Let’s talk a little bit about health literacy. What would you suggest patients use for online resources? What are good resources?

Dr. Edelman:

So, there are some excellent resources. The International Association for the Study of Lung Cancer has resources for patients. The National Coalition of Comprehensive Cancer Center Network (NCCN) has resources. American Society of Clinical Oncology has resources. So, those or American Cancer Society. So, there are some really reliable sources out there. And there’s a great deal that’s very unreliable – people’s Facebook pages. I’ve seen this.

Patricia:

It’s a big place.

Dr. Edelman:

Everybody always – and I think it’s important for people to understand. There will be people who will get something and have a fantastic response. I’ve used anecdotes.

The anecdotes I’ve used are to illustrate the potential hope of benefit. They’re not exceptions to the rule anymore. They’re the good case scenarios. I could have just as many anecdotes of people who didn’t benefit and stuff. And I think it is important going into this – and that’s why we are reassessing patients constantly and getting repeat scans because we don’t necessarily know always – even if something’s 90 percent effective, it means 10 percent of the time it’s not.

**Study material**
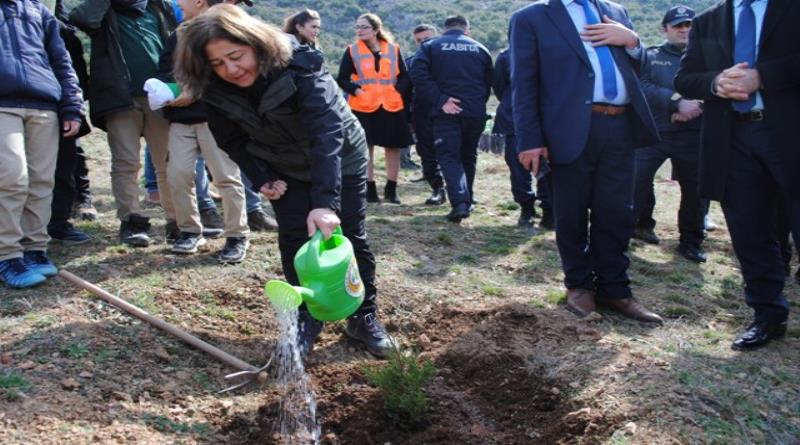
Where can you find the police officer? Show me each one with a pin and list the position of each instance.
(521, 179)
(423, 130)
(679, 125)
(455, 73)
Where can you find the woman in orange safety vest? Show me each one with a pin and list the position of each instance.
(373, 74)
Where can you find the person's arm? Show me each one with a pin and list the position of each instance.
(693, 79)
(524, 62)
(233, 140)
(403, 85)
(346, 70)
(70, 107)
(422, 76)
(88, 15)
(317, 96)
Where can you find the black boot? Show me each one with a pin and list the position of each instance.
(372, 192)
(390, 192)
(438, 197)
(366, 329)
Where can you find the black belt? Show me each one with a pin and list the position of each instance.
(750, 116)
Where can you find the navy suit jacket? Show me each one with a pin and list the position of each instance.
(552, 81)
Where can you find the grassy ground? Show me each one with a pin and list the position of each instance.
(75, 370)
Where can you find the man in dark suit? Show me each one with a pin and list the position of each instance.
(578, 104)
(743, 60)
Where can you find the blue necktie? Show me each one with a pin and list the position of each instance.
(608, 74)
(745, 50)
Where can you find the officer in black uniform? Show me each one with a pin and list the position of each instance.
(455, 73)
(423, 129)
(679, 125)
(521, 179)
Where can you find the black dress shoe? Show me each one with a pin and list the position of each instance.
(759, 334)
(694, 254)
(458, 213)
(646, 235)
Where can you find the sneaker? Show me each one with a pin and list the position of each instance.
(646, 235)
(37, 261)
(188, 242)
(211, 219)
(171, 232)
(366, 328)
(15, 273)
(438, 197)
(308, 329)
(258, 221)
(133, 232)
(235, 250)
(67, 234)
(84, 211)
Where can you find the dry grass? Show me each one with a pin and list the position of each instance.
(679, 383)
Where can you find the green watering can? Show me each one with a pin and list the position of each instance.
(331, 285)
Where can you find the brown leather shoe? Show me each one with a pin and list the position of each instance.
(580, 301)
(631, 308)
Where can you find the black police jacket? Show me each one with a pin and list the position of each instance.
(293, 122)
(657, 75)
(453, 65)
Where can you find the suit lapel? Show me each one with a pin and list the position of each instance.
(557, 12)
(775, 9)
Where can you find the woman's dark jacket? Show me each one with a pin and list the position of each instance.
(295, 123)
(109, 89)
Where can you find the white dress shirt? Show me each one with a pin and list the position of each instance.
(759, 10)
(578, 17)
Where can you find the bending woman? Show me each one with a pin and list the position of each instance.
(280, 116)
(373, 74)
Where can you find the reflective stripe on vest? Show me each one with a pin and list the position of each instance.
(378, 86)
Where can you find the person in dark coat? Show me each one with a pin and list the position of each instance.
(455, 72)
(578, 104)
(281, 117)
(743, 61)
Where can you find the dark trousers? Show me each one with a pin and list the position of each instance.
(593, 203)
(753, 191)
(64, 189)
(291, 211)
(423, 129)
(682, 148)
(456, 142)
(521, 179)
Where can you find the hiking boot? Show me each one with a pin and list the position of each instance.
(37, 261)
(211, 219)
(372, 193)
(133, 231)
(235, 250)
(171, 232)
(366, 328)
(308, 329)
(646, 235)
(188, 242)
(84, 211)
(66, 234)
(390, 192)
(16, 273)
(438, 197)
(458, 213)
(258, 221)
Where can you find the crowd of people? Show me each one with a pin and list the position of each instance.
(587, 114)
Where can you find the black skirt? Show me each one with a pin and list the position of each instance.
(386, 128)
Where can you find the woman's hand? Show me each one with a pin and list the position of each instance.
(273, 190)
(323, 219)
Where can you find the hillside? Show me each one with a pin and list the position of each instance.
(489, 18)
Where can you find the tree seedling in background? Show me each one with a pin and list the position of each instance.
(400, 381)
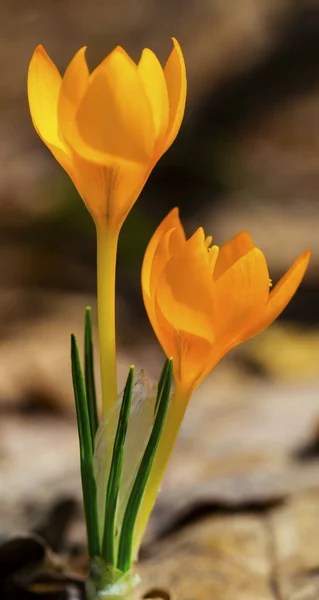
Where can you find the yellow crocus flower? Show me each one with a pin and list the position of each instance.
(108, 129)
(203, 301)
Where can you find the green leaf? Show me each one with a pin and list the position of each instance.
(86, 454)
(89, 375)
(161, 384)
(126, 539)
(113, 486)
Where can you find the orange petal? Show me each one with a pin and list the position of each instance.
(170, 222)
(108, 191)
(237, 247)
(188, 350)
(240, 294)
(44, 83)
(153, 80)
(73, 88)
(184, 290)
(175, 75)
(281, 294)
(114, 120)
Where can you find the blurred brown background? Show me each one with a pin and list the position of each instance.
(247, 157)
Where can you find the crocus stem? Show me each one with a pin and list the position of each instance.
(174, 418)
(107, 241)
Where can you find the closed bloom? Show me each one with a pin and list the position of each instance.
(108, 128)
(202, 300)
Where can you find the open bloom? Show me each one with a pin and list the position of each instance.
(108, 128)
(202, 301)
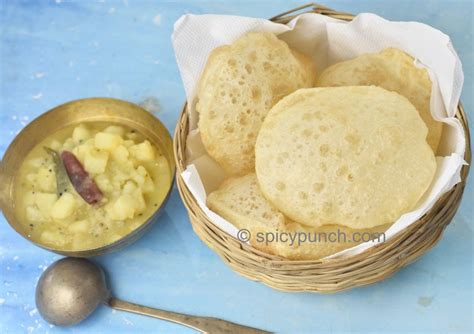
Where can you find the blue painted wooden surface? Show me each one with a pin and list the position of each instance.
(56, 51)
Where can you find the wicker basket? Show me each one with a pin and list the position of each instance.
(331, 275)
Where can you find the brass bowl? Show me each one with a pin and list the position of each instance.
(79, 111)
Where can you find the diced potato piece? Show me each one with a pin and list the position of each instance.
(34, 215)
(132, 135)
(139, 200)
(139, 175)
(81, 151)
(120, 154)
(52, 238)
(143, 151)
(46, 180)
(95, 162)
(44, 202)
(120, 177)
(80, 226)
(80, 134)
(64, 207)
(129, 187)
(68, 144)
(127, 167)
(55, 145)
(103, 183)
(28, 198)
(123, 208)
(107, 141)
(142, 177)
(115, 129)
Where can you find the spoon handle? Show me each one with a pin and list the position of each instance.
(203, 324)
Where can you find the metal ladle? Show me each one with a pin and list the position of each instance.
(72, 288)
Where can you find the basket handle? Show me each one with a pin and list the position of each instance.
(313, 8)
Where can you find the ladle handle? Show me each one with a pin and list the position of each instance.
(203, 324)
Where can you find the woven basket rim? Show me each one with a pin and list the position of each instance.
(276, 271)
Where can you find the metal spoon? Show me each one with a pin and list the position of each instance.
(72, 288)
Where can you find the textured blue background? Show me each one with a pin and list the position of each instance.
(56, 51)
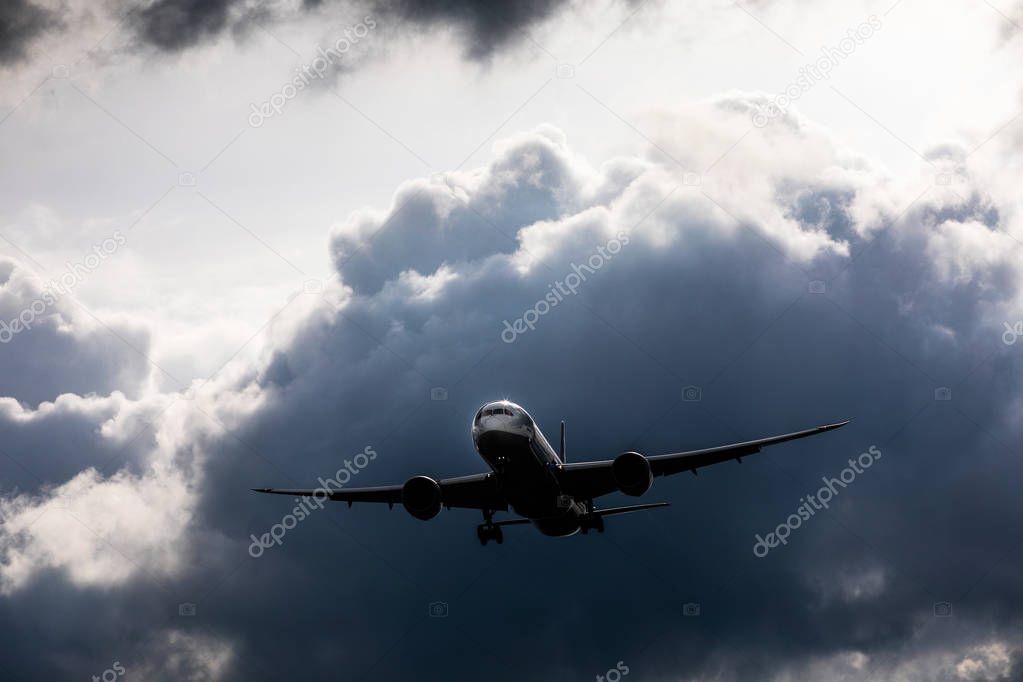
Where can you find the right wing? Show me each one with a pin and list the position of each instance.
(588, 480)
(479, 491)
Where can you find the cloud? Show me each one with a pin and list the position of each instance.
(20, 23)
(712, 289)
(483, 28)
(54, 345)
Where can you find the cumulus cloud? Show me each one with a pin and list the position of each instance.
(711, 290)
(20, 23)
(53, 345)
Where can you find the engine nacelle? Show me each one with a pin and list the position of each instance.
(421, 497)
(632, 473)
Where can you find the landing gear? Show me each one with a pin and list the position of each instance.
(591, 523)
(488, 531)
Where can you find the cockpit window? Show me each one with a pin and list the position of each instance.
(495, 410)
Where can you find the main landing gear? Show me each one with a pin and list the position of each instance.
(488, 531)
(590, 521)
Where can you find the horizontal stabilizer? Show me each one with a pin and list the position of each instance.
(632, 507)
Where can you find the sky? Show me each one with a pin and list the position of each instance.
(245, 241)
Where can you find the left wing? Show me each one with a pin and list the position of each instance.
(588, 480)
(479, 491)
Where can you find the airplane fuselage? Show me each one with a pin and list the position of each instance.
(517, 452)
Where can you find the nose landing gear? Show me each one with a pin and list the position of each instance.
(591, 523)
(488, 531)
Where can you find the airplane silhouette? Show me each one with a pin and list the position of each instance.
(538, 484)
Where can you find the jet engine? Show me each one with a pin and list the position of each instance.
(421, 497)
(632, 473)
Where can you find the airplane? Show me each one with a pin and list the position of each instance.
(538, 484)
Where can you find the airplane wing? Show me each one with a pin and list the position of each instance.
(588, 480)
(479, 491)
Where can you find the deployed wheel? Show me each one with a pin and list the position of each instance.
(487, 533)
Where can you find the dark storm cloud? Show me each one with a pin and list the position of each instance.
(484, 27)
(20, 23)
(176, 25)
(694, 299)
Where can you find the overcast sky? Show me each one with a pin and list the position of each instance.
(242, 241)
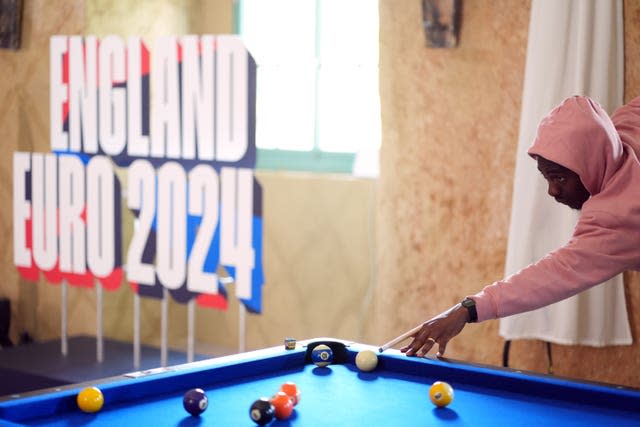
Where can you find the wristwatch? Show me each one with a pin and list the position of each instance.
(470, 305)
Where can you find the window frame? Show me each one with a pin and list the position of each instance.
(315, 160)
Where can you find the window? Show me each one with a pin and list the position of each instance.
(317, 85)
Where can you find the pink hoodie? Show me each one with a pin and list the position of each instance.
(579, 135)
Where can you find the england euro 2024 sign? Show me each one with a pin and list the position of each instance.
(179, 122)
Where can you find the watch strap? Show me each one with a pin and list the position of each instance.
(470, 305)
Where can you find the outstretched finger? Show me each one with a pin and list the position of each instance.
(442, 346)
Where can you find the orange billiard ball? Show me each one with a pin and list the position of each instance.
(292, 391)
(283, 405)
(441, 394)
(90, 399)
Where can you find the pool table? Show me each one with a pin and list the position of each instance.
(394, 394)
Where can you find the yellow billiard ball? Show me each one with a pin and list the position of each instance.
(90, 399)
(366, 360)
(441, 394)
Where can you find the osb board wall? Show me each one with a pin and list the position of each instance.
(439, 211)
(450, 126)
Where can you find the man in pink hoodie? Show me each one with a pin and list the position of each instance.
(590, 162)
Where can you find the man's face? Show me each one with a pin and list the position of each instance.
(564, 185)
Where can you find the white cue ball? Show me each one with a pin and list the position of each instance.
(366, 360)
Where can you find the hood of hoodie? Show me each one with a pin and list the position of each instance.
(579, 135)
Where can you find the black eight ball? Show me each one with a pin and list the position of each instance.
(262, 411)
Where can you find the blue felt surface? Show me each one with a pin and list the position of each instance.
(396, 394)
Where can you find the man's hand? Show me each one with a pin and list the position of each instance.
(439, 329)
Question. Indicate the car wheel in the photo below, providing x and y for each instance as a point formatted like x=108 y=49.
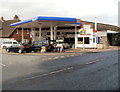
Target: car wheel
x=4 y=47
x=8 y=50
x=19 y=51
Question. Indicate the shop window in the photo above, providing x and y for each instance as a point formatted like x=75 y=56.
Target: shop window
x=58 y=33
x=80 y=40
x=27 y=31
x=99 y=40
x=86 y=40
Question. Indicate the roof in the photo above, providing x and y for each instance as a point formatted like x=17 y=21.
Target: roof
x=101 y=26
x=42 y=20
x=7 y=30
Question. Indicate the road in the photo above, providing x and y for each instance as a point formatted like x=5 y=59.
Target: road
x=90 y=71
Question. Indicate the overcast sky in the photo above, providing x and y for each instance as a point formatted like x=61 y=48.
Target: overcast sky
x=106 y=11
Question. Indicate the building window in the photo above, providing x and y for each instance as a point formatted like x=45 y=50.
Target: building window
x=99 y=40
x=80 y=40
x=87 y=40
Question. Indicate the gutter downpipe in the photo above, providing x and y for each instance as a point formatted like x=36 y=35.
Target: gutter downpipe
x=75 y=36
x=51 y=30
x=22 y=35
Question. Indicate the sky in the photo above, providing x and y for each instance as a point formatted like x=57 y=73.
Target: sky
x=105 y=11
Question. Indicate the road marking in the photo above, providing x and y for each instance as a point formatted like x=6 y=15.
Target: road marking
x=54 y=72
x=56 y=57
x=2 y=64
x=49 y=58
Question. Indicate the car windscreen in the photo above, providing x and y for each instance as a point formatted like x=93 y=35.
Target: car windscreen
x=6 y=42
x=15 y=42
x=37 y=43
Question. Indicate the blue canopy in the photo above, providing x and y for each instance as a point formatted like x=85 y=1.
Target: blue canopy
x=77 y=23
x=47 y=19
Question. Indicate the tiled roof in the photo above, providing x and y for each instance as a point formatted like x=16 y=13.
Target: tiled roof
x=7 y=30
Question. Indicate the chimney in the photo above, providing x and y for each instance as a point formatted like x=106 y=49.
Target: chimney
x=16 y=17
x=2 y=19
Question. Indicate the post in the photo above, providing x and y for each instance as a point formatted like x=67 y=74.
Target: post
x=55 y=32
x=22 y=35
x=40 y=33
x=76 y=37
x=51 y=29
x=95 y=45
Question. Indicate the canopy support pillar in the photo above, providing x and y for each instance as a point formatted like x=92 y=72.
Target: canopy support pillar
x=76 y=37
x=51 y=30
x=22 y=35
x=55 y=28
x=40 y=32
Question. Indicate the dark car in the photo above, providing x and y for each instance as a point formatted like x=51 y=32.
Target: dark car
x=37 y=45
x=20 y=48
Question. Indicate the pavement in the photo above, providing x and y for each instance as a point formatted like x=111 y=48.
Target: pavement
x=89 y=71
x=67 y=51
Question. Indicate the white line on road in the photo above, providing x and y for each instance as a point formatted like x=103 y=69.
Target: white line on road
x=54 y=72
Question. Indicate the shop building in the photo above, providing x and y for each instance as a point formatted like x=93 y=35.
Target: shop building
x=81 y=35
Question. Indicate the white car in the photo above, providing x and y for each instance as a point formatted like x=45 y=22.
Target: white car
x=7 y=44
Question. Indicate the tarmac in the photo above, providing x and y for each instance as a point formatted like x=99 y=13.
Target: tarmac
x=67 y=51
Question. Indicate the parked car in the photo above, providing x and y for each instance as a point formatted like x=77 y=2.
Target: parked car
x=65 y=45
x=6 y=44
x=36 y=46
x=20 y=48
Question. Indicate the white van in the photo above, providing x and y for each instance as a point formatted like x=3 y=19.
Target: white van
x=6 y=44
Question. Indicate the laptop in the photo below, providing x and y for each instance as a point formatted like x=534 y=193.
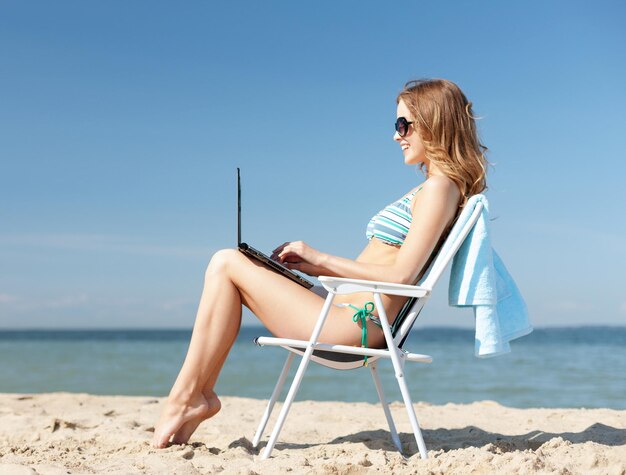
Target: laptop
x=258 y=255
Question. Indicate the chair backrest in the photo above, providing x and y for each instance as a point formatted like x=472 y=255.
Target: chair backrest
x=403 y=323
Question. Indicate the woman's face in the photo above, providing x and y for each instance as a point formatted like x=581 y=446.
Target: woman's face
x=412 y=146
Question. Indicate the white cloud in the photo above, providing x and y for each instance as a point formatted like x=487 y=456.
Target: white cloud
x=567 y=306
x=6 y=298
x=103 y=243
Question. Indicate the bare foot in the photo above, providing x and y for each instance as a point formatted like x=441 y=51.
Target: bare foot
x=183 y=434
x=177 y=413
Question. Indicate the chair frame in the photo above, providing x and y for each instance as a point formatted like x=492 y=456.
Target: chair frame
x=341 y=286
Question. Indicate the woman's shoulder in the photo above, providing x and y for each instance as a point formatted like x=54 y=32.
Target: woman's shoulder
x=439 y=184
x=439 y=188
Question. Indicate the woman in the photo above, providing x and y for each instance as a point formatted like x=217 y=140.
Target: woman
x=437 y=132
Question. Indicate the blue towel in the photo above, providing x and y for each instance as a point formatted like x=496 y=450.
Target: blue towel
x=479 y=279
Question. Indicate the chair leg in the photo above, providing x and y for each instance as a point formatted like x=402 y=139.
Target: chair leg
x=295 y=385
x=383 y=401
x=398 y=366
x=412 y=417
x=273 y=399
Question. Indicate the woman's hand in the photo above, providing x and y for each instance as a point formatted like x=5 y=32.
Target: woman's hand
x=299 y=256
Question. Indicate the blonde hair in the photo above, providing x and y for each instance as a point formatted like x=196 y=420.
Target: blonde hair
x=444 y=119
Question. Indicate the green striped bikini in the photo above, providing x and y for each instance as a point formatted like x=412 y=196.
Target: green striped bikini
x=391 y=224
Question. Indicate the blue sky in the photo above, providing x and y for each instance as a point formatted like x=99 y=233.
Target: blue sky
x=122 y=123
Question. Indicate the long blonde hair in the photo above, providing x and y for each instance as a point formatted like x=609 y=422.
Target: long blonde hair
x=447 y=126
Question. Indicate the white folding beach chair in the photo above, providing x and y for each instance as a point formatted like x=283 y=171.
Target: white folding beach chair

**Your goal**
Continue the interview about health literacy and cancer resources, picking up right after its last sentence. The material plays no part in this work.

**Task response**
And each patient – we’re getting better at individualizing and personalizing therapy, but we’re not perfect yet. And we probably never will be. So, there will always be anecdotes. I think what’s – as a friend of mine puts it – the plural of anecdotes is not data. When I say, “Well, chemoimmunotherapy works.” It’s not because I have anecdotes of that, though anecdotes illustrate the magnitude of benefit.

I have data that shows that the chemoimmunotherapy regimen was compared to chemotherapy and was clearly and unequivocally superior. When I give a statistic that 60 percent of patients, 65 percent, can benefit from those types of regimens. That’s based upon prospective randomized control trials.